▸ **WHAT NEEDS TO BE DONE**
Transcribe the records exactly. Pictures do not belong in the transcription.

Location annotation dataset excerpts:
+===+
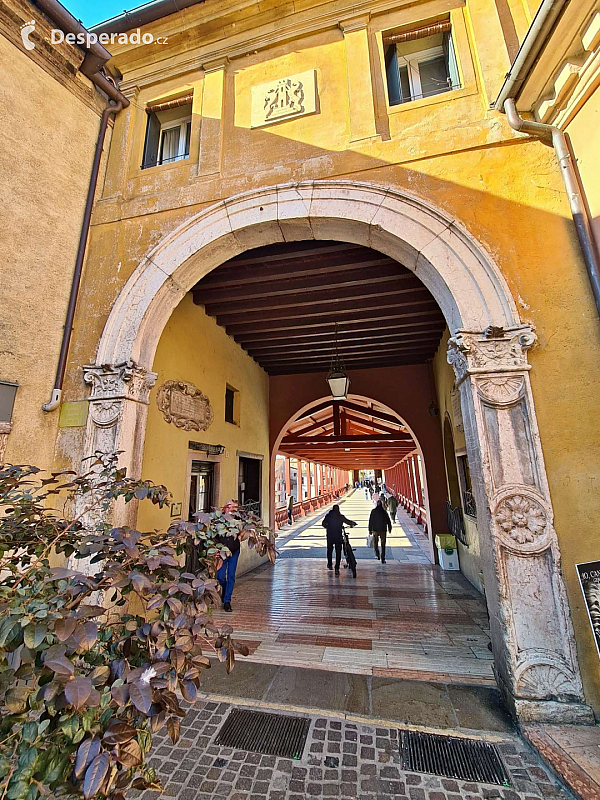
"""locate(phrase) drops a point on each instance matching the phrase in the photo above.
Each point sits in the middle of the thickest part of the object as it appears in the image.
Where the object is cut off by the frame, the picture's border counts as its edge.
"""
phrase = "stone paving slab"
(342, 758)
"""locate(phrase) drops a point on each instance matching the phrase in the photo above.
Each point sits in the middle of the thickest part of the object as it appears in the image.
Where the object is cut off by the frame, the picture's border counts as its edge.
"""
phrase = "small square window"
(231, 405)
(168, 133)
(420, 63)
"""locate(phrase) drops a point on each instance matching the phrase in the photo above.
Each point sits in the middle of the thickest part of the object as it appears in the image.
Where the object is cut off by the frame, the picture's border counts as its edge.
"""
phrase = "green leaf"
(78, 691)
(11, 634)
(17, 790)
(86, 753)
(140, 695)
(95, 775)
(30, 732)
(60, 665)
(70, 726)
(34, 635)
(118, 733)
(16, 699)
(63, 628)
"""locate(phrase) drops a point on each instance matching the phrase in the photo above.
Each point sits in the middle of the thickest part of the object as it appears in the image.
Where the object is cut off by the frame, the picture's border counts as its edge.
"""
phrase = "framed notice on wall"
(589, 578)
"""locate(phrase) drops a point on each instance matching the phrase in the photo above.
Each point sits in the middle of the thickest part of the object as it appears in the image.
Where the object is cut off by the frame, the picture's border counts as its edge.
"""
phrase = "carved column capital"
(492, 350)
(126, 381)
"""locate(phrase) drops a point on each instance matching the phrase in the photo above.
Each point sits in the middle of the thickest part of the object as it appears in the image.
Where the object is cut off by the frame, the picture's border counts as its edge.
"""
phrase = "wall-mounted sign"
(73, 414)
(175, 509)
(456, 410)
(209, 449)
(285, 98)
(589, 579)
(184, 405)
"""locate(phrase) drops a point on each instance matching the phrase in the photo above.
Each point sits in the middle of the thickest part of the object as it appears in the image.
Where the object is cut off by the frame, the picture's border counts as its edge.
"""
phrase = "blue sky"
(91, 12)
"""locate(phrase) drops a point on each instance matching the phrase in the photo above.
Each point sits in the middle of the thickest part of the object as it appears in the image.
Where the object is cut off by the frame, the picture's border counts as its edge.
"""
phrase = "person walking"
(332, 522)
(392, 506)
(379, 526)
(226, 572)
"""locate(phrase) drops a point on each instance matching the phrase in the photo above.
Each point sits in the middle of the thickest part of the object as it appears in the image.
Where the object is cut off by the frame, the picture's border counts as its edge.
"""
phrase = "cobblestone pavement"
(341, 759)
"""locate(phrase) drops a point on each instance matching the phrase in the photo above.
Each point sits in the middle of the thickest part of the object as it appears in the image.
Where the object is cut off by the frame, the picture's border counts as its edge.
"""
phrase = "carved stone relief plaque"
(184, 405)
(285, 98)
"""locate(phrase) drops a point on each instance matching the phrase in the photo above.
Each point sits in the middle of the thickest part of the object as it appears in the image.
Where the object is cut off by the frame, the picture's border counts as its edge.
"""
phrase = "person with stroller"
(379, 526)
(392, 506)
(332, 522)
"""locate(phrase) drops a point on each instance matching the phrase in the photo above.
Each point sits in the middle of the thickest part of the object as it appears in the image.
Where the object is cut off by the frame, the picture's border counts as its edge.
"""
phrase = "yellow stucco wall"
(453, 153)
(47, 167)
(194, 348)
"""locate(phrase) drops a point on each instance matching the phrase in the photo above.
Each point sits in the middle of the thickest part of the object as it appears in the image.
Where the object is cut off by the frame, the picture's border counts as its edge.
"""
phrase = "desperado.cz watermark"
(88, 38)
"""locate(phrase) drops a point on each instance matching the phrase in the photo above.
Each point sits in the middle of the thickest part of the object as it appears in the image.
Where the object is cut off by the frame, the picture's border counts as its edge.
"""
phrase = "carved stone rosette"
(118, 408)
(532, 636)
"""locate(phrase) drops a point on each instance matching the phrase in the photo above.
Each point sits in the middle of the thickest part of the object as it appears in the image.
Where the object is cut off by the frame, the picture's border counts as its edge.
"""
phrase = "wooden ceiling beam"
(432, 323)
(347, 439)
(327, 303)
(390, 340)
(368, 272)
(284, 324)
(348, 356)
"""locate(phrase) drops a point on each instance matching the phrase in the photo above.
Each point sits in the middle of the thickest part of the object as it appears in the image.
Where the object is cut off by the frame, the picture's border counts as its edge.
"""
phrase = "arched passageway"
(534, 651)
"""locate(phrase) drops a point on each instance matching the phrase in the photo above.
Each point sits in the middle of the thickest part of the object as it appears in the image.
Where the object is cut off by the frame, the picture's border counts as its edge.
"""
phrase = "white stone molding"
(184, 405)
(574, 77)
(462, 277)
(488, 349)
(532, 635)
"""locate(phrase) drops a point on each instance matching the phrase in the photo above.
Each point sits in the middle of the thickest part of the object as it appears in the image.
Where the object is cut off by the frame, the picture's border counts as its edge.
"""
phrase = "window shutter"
(451, 64)
(393, 75)
(151, 144)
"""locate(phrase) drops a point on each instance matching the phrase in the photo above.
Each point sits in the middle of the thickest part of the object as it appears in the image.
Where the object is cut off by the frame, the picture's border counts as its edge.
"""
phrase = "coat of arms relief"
(184, 405)
(284, 98)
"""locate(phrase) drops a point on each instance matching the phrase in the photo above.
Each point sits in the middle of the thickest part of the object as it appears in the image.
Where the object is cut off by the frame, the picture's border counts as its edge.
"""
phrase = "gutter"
(93, 68)
(543, 22)
(142, 15)
(554, 137)
(532, 46)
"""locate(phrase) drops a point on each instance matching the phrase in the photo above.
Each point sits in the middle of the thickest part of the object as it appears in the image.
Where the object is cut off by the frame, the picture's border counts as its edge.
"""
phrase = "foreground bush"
(95, 655)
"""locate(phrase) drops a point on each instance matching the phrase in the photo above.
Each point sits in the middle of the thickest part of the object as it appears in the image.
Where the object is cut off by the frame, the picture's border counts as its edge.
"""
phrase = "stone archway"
(532, 636)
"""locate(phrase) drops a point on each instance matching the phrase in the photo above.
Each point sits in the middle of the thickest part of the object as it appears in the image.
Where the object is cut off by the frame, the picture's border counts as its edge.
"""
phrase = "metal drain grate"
(465, 759)
(259, 732)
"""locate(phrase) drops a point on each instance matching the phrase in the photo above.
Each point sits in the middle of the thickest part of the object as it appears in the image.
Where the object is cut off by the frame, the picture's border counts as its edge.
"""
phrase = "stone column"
(358, 70)
(116, 421)
(532, 637)
(211, 125)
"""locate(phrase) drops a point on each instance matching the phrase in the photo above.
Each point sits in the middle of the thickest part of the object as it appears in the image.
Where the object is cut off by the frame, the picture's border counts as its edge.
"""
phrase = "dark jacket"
+===+
▸ **WRITTEN SOLUTION**
"""locate(phrase) drops a point on each instance matching the phrase in the photo above.
Each point sits in the middle of the thickest part of the object as it appears in the image.
Where the object is cut off by the frame, the picture's border counts as its edge.
"""
phrase = "stone paving slab"
(342, 758)
"""locate(phrase) drops a point on each instance matching the phrase in the photo above.
Each point sits in the middle of the thickest part of the object as it appears in the image.
Where the object is cut off by the frame, the picture's border counts as its edge.
"""
phrase = "small square window"
(231, 405)
(168, 133)
(420, 63)
"""locate(phrase) drops a point on each instance matching the phrase in the photo above.
Each point sits in the middle of the thickest part of the object as it appears in the image.
Where the object is cut off by the frame, the picture's border counts as its edge.
"""
phrase = "green leaf"
(78, 691)
(11, 634)
(17, 790)
(86, 753)
(140, 695)
(95, 775)
(30, 732)
(60, 665)
(70, 726)
(34, 635)
(118, 733)
(16, 699)
(63, 628)
"""locate(phrase) drops a point on each instance matching the phrase in the photo above.
Each point sits in the middle of the thickest part of the object as it appears in the image.
Where the object is cut off by the frame, the picture's border counts as its edge.
"""
phrase = "framed notice on wall"
(589, 578)
"""locate(phrase) drops a point on each instance matching the phrase in the photo above.
Each point sits in the middle of the thickest part of the object as it appears in the image.
Where the object is cut off by the frame, the picture's border counts as its edge.
"""
phrase = "carved column capital"
(492, 350)
(126, 381)
"""locate(phrase) drops a point on each instance matching the phrase in the photo above.
Each point sits in the middle of the thickest part of the object as it appears in the image.
Where the object is cut off by the frame, the picture's border counts as its edge.
"""
phrase = "wall-mounted sign"
(73, 414)
(175, 509)
(456, 410)
(209, 449)
(285, 98)
(589, 579)
(184, 405)
"""locate(phrase) drops a point on each instance matching the phrase in the photo above.
Each point sits in the middle of the thickest part of the object as it appears in the image.
Where the object is cut off by the frame, the picture's border counts as its edge.
"""
phrase = "blue sky"
(91, 12)
"""locate(phrase) drops a point on each instance matching the phrase in the photo above.
Each point sits in the middle of the thickest part of the object as it appears in the image.
Where the object is cut off by the frame, the picture's border counts as its edge.
"""
phrase = "person walking"
(332, 522)
(392, 506)
(379, 526)
(226, 572)
"""locate(phrase) drops a point on each instance matching the phrase in the photo above.
Each point sits in the middle of the thickest part of the object as it appears in the image.
Where the object is cut off by the frame, the picture's border counts as its edge.
"""
phrase = "cobblestone pavement"
(341, 759)
"""locate(phrase) drops a point on each instance matching the phrase in the photo above.
Each point sits in the middle of the thickest part of the object as it appears in the image.
Where the object is cut off by the frame, the picture's border counts as its edge.
"""
phrase = "carved stone relief plaque"
(184, 405)
(285, 98)
"""locate(phrase) drops a point on each instance matching the phrase in the photo above.
Each point sits in the middle of the thickest part of the object as it appears in the image.
Where the object is cut off by the frame, the picture's border counts as its edge.
"""
phrase = "person with stroller"
(379, 526)
(392, 506)
(332, 522)
"""locate(phrase) drops a point on each instance matching the phrase in the photo above.
Each point sits in the middle of the thickest part of the object as it appears in the image.
Where the object is cut off by the frame, the picture's border counts as its edge.
"""
phrase = "yellow stucco wall"
(453, 153)
(47, 167)
(194, 348)
"""locate(phrase) drops a point on each instance matching the phrase in the photo above.
Each point sits in the middle of the thickest part of the object as it appears in the image.
Where the object is cut off by the frame, the picture's border counts as its edge.
"""
phrase = "desperado.cz watermark"
(88, 38)
"""locate(phrase) drops a point on each instance matching the phrase in the photo above.
Each point sits in the middle of the thickest part of the object as it appears in the image.
Where the object is cut off by the frame, the picture's border counts as its edge.
"""
phrase = "carved stone rosette"
(118, 408)
(532, 636)
"""locate(phrase) drops a point on each instance matching the phrase in the photo above.
Each point sits in the middle of the thickest part of the object as it appears in the image.
Where the object is cut off by the frame, the picture's border counts as its edge.
"""
phrase = "wooden ceiling beam"
(432, 323)
(347, 439)
(327, 303)
(390, 340)
(368, 272)
(284, 324)
(348, 356)
"""locate(phrase) drops a point on each instance matching the phrase in the photo above.
Each point sits in the middle of the thickest part of the object as it appears in the image.
Where the object is cut off by the frame, the picture's border counts as its edge.
"""
phrase = "arched passageway"
(534, 651)
"""locate(phrase) drops a point on each instance matching the phrase in the photo above.
Each point sits in the middle of the thickest part of the object as it appears in the image.
Where the object is cut off by the frame, the picture's border counts as its edge.
"""
phrase = "white stone molding"
(184, 405)
(574, 77)
(462, 277)
(488, 349)
(532, 635)
"""locate(phrase) drops a point on each instance matching the phrase in the photo above.
Each point sits in the middle of the thickest part of the object as it appears in the image.
Where the object is cut off by the frame, the picture's border counts as its edge.
"""
phrase = "window shutter"
(451, 64)
(393, 75)
(151, 144)
"""locate(phrase) drops a point on each instance matching the phrase in the photo above.
Each point sits in the middle of the thickest part of the object as it appears in the image.
Where the object is cut off by the frame, the picture's border counts as its edge.
"""
phrase = "coat of arms relief"
(184, 405)
(284, 98)
"""locate(phrase) drops a point on each instance matching the phrase in the photo above.
Each point sits in the middle of the thickest part of the object as it appears in the image.
Where the object is cut off by the frame, the picture's border counts as its edge.
"""
phrase = "gutter"
(93, 68)
(543, 22)
(142, 15)
(554, 137)
(532, 46)
"""locate(phrase) drops a point on each instance matching the phrase in the photo above.
Each point sits in the middle of the thickest part of the object as it appears in the image.
Where the object is cut off by the frame, the picture's border counts as its edge.
"""
phrase = "foreground bush"
(95, 655)
"""locate(phrase) drops a point on each instance matching the phrase in the photo above.
Each point sits in the middle of the thickest part of the object as it appears in the image.
Where the object is cut off by the frame, the picture's border counts as its edge.
"""
phrase = "stone archway"
(532, 636)
"""locate(phrase) drops a point on each instance matching the phrase in the photo above.
Each point sits in the middle of the thickest part of the object as it appears in the image.
Where the object is cut off by the frame, the picture's border counts as its edge.
"""
phrase = "metal drain grate"
(465, 759)
(259, 732)
"""locate(phrase) drops a point on each instance matching the phrase in the photo above.
Each point sits in the middle of the thickest part of the object as it appears in the image.
Where the object is cut off by the frame, the picture's border counts as its edge.
"""
phrase = "stone column"
(358, 70)
(116, 421)
(532, 637)
(211, 125)
"""locate(phrase) drops a point on each instance matching the phrase in the photo above.
Each point sits in the middle of the thickest part of the object as it appears in the image.
Where the object is cut off by the frame, the picture's border counts as its edge.
"""
phrase = "dark jacket"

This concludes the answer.